- **WORK REQUIRED**
Reproduce the following lines word for word, with nothing left out and nothing changed.

--- DATA Enclosed Below ---

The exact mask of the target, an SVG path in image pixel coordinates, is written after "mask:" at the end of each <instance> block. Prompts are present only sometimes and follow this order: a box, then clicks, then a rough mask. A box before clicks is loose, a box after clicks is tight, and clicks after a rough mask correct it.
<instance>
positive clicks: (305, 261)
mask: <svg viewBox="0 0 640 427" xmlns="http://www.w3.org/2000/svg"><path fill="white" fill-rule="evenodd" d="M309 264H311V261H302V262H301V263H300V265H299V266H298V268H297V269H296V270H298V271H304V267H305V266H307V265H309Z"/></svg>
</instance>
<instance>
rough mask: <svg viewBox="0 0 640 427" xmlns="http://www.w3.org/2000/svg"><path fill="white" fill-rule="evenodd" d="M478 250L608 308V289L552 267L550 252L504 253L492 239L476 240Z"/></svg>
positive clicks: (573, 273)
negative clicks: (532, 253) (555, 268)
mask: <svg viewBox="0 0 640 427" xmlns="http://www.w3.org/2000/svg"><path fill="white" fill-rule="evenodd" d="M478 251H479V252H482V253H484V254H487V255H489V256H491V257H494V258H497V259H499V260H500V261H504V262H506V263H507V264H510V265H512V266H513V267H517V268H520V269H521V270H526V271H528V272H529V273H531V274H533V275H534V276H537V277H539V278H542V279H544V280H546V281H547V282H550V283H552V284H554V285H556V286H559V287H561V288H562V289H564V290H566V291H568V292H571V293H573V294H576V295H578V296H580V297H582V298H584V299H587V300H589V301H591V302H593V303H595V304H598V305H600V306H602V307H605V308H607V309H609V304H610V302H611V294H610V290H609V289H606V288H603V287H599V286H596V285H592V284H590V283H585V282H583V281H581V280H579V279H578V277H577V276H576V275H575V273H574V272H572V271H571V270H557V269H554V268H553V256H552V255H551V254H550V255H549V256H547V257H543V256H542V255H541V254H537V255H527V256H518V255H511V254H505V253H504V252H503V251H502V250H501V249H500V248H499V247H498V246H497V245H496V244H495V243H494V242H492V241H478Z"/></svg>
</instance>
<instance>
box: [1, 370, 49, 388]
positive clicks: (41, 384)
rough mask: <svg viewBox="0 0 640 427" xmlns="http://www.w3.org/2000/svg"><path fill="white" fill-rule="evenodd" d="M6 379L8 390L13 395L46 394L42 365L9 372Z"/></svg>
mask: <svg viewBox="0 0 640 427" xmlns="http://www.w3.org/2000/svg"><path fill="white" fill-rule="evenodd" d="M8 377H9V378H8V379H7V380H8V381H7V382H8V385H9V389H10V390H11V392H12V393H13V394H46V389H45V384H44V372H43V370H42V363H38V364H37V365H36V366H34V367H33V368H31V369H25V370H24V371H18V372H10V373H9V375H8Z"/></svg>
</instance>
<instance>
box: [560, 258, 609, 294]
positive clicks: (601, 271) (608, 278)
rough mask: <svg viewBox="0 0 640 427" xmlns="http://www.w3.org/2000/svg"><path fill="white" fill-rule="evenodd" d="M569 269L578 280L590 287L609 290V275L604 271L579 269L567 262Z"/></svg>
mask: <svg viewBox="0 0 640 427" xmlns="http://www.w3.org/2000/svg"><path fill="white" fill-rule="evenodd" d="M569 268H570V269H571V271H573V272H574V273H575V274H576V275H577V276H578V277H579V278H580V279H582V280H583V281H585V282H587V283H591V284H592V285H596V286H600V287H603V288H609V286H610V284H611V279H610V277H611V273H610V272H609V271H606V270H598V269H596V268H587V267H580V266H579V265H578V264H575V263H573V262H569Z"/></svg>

--- End of Enclosed DATA ---

- **ANSWER AREA**
The exact mask of the target, an SVG path in image pixel coordinates, is written after "mask:" at the end of each <instance> block. Prompts are present only sometimes and follow this order: a box, then clicks, then a rough mask. A box before clicks is loose, a box after clicks is tight, and clicks after a rough mask correct it.
<instance>
positive clicks: (305, 261)
mask: <svg viewBox="0 0 640 427" xmlns="http://www.w3.org/2000/svg"><path fill="white" fill-rule="evenodd" d="M309 264H311V261H302V262H301V263H300V265H299V266H298V268H297V269H296V270H298V271H304V267H305V266H307V265H309Z"/></svg>
</instance>
<instance>
rough mask: <svg viewBox="0 0 640 427" xmlns="http://www.w3.org/2000/svg"><path fill="white" fill-rule="evenodd" d="M478 250L608 308V289L552 267L550 252L504 253L492 239L476 240Z"/></svg>
positive clicks: (573, 273)
negative clicks: (532, 253) (555, 268)
mask: <svg viewBox="0 0 640 427" xmlns="http://www.w3.org/2000/svg"><path fill="white" fill-rule="evenodd" d="M478 251H479V252H482V253H484V254H487V255H489V256H491V257H494V258H497V259H499V260H500V261H504V262H506V263H507V264H510V265H512V266H513V267H517V268H520V269H521V270H526V271H528V272H529V273H531V274H533V275H534V276H537V277H539V278H542V279H544V280H546V281H547V282H550V283H552V284H554V285H556V286H559V287H561V288H562V289H564V290H566V291H568V292H571V293H573V294H576V295H578V296H580V297H582V298H584V299H587V300H589V301H591V302H593V303H595V304H598V305H600V306H602V307H605V308H607V309H609V304H610V302H611V294H610V290H609V289H606V288H603V287H599V286H596V285H592V284H590V283H585V282H583V281H581V280H579V279H578V277H577V276H576V275H575V273H574V272H572V271H571V270H557V269H554V268H553V256H552V255H551V254H550V255H549V256H547V257H543V256H542V255H541V254H537V255H527V256H518V255H511V254H505V253H504V252H503V251H502V250H501V249H500V248H499V247H498V246H497V245H496V244H495V243H494V242H492V241H478Z"/></svg>
</instance>
<instance>
box: [1, 370, 49, 388]
positive clicks: (41, 384)
rough mask: <svg viewBox="0 0 640 427" xmlns="http://www.w3.org/2000/svg"><path fill="white" fill-rule="evenodd" d="M6 379L8 390L13 395L46 394L42 365L9 372Z"/></svg>
mask: <svg viewBox="0 0 640 427" xmlns="http://www.w3.org/2000/svg"><path fill="white" fill-rule="evenodd" d="M8 377H9V378H8V379H7V380H8V381H7V382H8V385H9V389H10V390H11V392H12V393H13V394H46V389H45V384H44V372H43V370H42V363H38V364H37V365H36V366H34V367H33V368H31V369H25V370H24V371H18V372H10V373H9V375H8Z"/></svg>
</instance>
<instance>
box: [560, 258, 609, 294]
positive clicks: (601, 271) (608, 278)
rough mask: <svg viewBox="0 0 640 427" xmlns="http://www.w3.org/2000/svg"><path fill="white" fill-rule="evenodd" d="M569 269L578 280L590 287L609 290V275L604 271L579 269L567 262Z"/></svg>
mask: <svg viewBox="0 0 640 427" xmlns="http://www.w3.org/2000/svg"><path fill="white" fill-rule="evenodd" d="M569 268H570V269H571V271H573V272H574V273H575V274H576V275H577V276H578V277H579V278H580V279H582V280H583V281H585V282H587V283H591V284H592V285H596V286H600V287H603V288H609V286H610V284H611V279H610V277H611V273H610V272H609V271H606V270H598V269H596V268H587V267H580V266H579V265H578V264H575V263H573V262H569Z"/></svg>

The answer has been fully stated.